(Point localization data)
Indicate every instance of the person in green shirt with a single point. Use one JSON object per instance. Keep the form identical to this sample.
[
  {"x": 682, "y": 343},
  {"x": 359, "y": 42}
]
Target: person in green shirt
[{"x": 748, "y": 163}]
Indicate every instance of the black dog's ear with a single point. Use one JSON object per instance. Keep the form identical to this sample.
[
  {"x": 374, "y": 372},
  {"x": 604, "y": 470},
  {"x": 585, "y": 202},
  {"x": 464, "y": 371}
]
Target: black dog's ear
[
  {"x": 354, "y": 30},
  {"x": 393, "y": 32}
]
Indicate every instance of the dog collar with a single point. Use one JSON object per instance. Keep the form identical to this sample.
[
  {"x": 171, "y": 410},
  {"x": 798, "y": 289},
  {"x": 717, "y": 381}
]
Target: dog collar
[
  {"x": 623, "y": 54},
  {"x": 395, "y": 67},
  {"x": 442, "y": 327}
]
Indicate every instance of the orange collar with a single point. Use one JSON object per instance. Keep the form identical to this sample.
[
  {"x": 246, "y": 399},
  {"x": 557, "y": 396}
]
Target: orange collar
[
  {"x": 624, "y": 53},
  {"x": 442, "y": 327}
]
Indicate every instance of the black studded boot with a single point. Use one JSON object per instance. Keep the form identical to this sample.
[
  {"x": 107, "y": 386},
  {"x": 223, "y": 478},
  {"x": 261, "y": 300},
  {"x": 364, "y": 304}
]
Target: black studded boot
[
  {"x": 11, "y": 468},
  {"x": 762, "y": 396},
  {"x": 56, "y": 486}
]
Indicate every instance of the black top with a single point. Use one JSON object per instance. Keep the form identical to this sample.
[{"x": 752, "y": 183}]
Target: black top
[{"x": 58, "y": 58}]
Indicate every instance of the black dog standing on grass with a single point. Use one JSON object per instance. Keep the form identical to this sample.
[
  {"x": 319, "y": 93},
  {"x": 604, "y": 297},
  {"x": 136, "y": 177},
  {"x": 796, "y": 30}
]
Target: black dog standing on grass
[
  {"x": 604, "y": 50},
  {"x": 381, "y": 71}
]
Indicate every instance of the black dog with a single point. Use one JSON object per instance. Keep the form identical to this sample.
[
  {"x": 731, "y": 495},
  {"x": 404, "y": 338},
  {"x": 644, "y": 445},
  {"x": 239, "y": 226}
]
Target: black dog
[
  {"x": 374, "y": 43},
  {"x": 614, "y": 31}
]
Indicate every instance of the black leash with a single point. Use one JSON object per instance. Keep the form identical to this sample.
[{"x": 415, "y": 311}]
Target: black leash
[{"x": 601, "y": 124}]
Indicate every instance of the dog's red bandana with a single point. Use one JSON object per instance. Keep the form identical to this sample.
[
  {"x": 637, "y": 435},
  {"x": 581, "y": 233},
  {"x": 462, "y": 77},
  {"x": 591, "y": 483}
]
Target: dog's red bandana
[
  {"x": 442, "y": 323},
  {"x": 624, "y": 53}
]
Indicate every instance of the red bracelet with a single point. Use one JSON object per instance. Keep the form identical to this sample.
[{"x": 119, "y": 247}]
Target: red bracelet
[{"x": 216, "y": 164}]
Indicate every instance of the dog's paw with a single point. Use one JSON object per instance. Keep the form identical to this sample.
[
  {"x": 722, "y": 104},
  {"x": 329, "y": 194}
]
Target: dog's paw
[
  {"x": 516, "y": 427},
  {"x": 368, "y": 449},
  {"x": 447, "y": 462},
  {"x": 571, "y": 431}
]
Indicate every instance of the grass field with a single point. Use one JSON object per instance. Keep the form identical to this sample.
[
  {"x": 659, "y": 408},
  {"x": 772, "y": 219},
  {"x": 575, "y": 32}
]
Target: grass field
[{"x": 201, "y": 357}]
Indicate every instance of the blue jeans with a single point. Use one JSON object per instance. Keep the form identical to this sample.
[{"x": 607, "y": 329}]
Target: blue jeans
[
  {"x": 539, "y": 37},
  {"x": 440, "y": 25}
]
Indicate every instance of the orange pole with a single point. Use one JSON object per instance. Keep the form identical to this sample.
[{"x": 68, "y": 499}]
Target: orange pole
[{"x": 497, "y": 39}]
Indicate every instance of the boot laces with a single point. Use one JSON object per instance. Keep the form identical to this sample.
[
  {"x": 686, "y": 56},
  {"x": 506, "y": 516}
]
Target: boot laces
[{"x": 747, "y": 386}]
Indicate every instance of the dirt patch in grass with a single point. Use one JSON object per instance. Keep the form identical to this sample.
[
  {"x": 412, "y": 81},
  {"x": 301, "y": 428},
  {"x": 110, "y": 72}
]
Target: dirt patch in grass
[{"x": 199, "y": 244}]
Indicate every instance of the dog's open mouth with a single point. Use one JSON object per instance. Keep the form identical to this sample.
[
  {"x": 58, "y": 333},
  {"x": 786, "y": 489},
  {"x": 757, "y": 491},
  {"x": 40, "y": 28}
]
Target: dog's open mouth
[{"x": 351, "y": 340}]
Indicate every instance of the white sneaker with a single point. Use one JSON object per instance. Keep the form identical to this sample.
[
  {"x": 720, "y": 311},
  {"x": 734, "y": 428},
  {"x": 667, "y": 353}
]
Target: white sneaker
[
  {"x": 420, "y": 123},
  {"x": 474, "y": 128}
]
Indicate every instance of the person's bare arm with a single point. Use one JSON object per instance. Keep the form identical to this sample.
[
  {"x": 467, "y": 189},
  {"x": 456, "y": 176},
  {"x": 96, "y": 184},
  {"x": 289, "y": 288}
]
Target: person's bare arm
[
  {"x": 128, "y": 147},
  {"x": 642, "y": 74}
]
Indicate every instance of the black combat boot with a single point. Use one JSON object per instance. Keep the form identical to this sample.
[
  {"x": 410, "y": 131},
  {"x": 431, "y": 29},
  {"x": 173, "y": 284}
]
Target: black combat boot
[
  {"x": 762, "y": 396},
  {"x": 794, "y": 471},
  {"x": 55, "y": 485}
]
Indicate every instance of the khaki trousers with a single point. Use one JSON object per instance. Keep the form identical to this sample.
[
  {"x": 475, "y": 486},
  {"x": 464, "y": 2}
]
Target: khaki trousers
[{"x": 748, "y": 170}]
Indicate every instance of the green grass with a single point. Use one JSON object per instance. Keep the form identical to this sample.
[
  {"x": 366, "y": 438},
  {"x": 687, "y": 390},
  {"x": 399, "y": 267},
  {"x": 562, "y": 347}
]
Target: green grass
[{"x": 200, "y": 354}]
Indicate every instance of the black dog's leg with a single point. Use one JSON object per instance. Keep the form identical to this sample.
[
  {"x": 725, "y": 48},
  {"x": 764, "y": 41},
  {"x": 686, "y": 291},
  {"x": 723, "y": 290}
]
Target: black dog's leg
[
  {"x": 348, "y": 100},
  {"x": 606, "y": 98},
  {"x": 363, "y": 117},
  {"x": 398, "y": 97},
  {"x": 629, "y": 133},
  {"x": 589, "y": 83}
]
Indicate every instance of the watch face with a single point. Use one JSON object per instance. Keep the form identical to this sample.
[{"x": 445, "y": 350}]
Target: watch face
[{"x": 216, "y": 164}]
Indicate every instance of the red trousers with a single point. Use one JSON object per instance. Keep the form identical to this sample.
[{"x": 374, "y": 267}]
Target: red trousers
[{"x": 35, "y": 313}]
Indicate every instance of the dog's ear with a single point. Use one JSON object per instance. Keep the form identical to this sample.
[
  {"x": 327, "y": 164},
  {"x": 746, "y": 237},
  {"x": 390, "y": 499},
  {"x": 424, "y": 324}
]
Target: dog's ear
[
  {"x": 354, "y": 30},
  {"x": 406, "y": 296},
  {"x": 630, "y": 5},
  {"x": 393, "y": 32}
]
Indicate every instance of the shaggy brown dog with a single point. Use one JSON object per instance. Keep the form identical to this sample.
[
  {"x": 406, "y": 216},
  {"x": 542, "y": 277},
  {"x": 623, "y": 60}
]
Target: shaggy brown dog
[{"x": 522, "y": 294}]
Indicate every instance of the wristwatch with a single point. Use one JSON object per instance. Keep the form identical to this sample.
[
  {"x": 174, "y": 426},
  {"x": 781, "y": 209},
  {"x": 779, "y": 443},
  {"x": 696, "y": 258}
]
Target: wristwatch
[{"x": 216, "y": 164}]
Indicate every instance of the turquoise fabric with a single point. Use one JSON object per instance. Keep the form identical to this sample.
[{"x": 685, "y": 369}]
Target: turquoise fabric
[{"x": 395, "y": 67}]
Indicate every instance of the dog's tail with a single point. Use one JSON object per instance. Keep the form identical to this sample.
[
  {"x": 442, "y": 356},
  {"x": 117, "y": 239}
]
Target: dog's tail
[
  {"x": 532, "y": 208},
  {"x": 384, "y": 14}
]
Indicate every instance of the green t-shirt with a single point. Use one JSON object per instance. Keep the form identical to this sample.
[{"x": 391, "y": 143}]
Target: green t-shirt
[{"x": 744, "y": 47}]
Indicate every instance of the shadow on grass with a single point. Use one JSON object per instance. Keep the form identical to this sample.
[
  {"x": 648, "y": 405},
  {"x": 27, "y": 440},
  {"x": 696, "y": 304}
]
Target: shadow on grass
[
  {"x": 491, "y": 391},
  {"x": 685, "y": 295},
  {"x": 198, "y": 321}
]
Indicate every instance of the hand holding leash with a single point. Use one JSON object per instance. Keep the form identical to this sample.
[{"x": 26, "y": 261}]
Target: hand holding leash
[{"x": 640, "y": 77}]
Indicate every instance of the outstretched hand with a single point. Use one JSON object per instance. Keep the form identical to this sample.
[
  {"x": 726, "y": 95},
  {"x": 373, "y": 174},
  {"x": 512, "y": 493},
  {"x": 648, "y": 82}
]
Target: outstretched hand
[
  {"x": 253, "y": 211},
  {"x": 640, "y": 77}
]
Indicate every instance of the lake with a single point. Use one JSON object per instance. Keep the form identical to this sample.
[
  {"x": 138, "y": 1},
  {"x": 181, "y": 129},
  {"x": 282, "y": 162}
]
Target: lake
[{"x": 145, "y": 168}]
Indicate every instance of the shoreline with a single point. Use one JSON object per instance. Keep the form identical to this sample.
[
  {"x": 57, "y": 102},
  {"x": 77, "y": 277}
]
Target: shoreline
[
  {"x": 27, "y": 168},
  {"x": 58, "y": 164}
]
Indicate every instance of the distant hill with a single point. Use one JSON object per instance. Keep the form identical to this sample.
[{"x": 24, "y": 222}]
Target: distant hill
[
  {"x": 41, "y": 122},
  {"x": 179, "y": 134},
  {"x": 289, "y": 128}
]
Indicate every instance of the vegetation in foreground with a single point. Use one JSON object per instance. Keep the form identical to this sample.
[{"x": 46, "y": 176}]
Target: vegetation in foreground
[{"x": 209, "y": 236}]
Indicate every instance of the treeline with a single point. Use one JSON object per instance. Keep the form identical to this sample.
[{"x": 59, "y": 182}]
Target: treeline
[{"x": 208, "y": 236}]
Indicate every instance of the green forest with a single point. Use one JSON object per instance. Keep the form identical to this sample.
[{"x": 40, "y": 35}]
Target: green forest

What the task asks ▸
Go through the records and copy each line with "forest" in it.

Answer to this task ▸
Indicate every instance of the green forest with a single point. Use one JSON object per instance. Keep the form identical to this sample.
Target: green forest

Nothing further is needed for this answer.